• TASK DESCRIPTION: Reproduce verbatim the stretch of the records below, from the line containing "Find white dishwasher." through the line containing "302;220;323;299", both lines included.

• SUPPLIED INFORMATION:
• • • • •

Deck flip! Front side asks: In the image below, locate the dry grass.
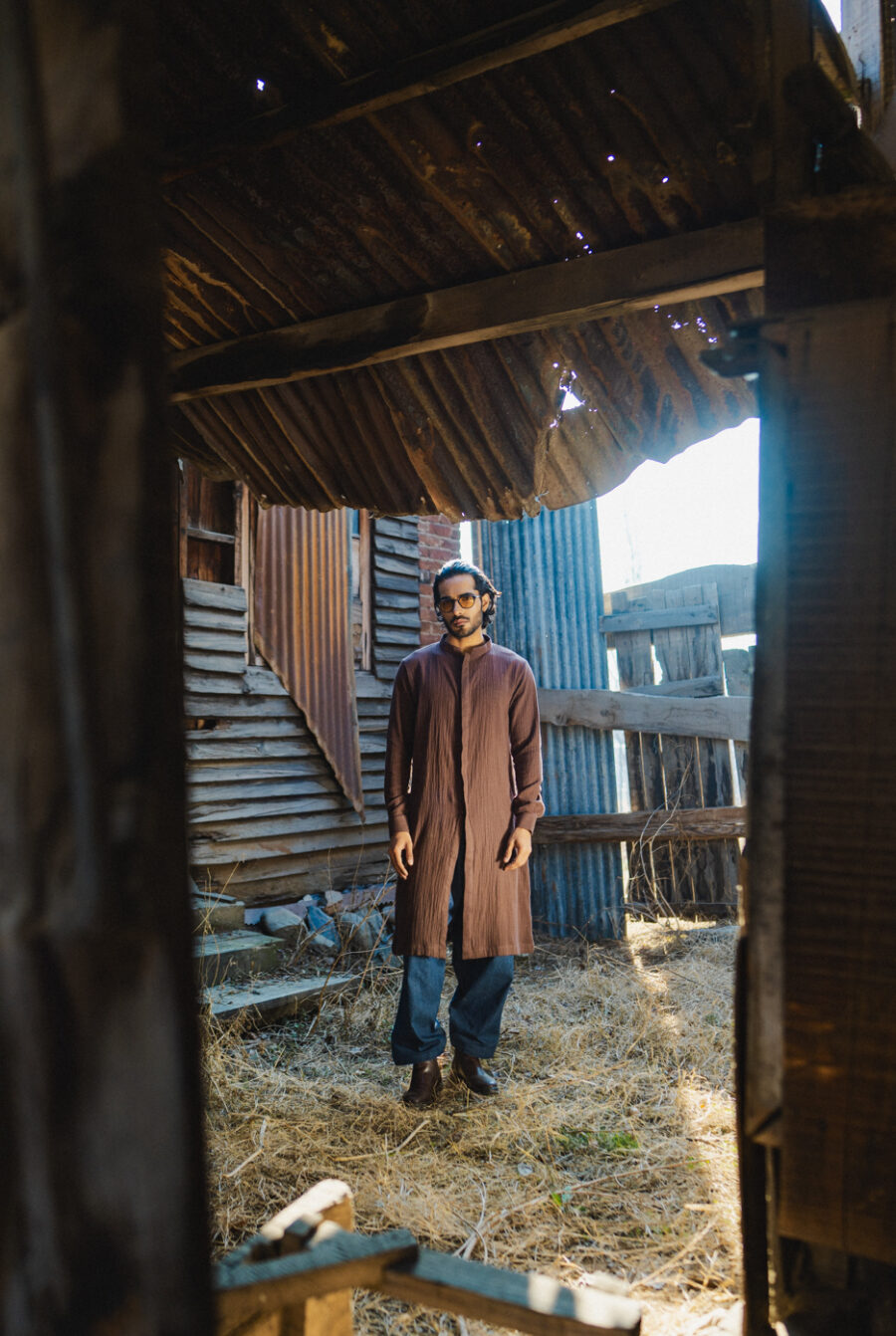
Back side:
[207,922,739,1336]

• • • • •

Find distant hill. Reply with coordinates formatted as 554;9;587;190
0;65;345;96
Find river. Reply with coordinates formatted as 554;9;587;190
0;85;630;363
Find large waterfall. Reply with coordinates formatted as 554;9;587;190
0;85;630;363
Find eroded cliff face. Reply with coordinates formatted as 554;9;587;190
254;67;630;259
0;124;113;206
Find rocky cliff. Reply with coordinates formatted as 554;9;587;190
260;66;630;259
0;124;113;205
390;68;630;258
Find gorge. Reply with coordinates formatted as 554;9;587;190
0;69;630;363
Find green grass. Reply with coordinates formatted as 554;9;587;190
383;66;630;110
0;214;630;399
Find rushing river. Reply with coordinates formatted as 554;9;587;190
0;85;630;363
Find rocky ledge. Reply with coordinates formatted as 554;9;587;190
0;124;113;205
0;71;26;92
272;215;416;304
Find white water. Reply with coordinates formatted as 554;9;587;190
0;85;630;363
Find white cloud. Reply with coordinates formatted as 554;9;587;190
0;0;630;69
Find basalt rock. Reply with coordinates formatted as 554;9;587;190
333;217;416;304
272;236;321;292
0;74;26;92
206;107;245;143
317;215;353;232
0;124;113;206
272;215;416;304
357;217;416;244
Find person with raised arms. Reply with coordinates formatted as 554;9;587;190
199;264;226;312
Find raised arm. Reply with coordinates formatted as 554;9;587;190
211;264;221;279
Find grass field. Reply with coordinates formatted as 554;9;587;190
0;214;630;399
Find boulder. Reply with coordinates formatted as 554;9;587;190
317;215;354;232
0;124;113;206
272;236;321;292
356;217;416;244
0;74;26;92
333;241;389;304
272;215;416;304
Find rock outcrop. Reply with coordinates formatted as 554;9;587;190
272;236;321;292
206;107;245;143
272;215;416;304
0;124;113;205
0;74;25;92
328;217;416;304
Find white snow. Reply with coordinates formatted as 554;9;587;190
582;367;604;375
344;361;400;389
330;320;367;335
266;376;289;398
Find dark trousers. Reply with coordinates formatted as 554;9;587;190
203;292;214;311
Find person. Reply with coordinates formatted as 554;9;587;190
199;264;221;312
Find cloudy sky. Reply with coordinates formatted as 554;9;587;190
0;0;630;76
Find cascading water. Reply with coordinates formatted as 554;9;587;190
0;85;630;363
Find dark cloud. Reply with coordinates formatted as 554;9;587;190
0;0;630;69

• • • • •

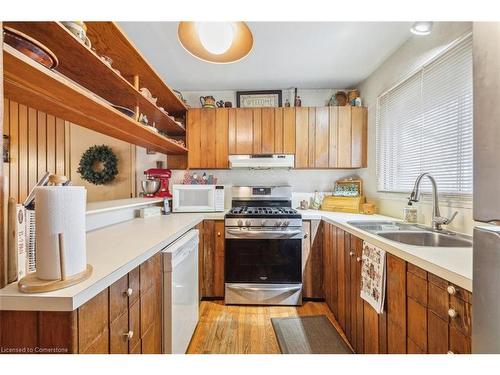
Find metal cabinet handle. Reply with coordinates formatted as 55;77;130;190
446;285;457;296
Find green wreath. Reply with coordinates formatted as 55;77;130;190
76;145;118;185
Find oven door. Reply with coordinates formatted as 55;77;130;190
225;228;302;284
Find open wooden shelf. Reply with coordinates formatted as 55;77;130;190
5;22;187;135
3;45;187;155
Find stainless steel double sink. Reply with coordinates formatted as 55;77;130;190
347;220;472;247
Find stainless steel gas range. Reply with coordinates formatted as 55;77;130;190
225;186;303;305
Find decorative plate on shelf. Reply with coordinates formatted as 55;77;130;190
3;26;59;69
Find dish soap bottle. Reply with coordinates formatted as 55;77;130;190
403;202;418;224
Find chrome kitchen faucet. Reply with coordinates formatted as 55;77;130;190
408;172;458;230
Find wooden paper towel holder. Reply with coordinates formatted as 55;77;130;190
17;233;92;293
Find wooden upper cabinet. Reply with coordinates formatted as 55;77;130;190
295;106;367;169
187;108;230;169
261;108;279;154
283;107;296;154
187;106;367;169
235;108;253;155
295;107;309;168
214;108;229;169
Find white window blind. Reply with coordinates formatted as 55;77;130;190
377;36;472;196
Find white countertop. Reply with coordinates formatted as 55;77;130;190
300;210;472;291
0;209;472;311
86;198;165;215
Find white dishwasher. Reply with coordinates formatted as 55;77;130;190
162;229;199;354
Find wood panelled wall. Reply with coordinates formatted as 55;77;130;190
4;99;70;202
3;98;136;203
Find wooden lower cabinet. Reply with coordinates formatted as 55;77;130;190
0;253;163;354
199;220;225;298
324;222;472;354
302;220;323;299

• • • • •

• FULL SOLUTION:
Find white dishwasher. Reply with coordinates formatted as 55;77;130;190
162;229;199;354
Find wood panelled wall. Reply with coordinates formatted as 55;77;130;190
4;99;70;202
3;98;136;203
Find wooden lower cabinet. Reply with coordinates formatted as 55;77;130;190
0;253;163;354
199;220;225;298
324;222;472;354
302;220;323;299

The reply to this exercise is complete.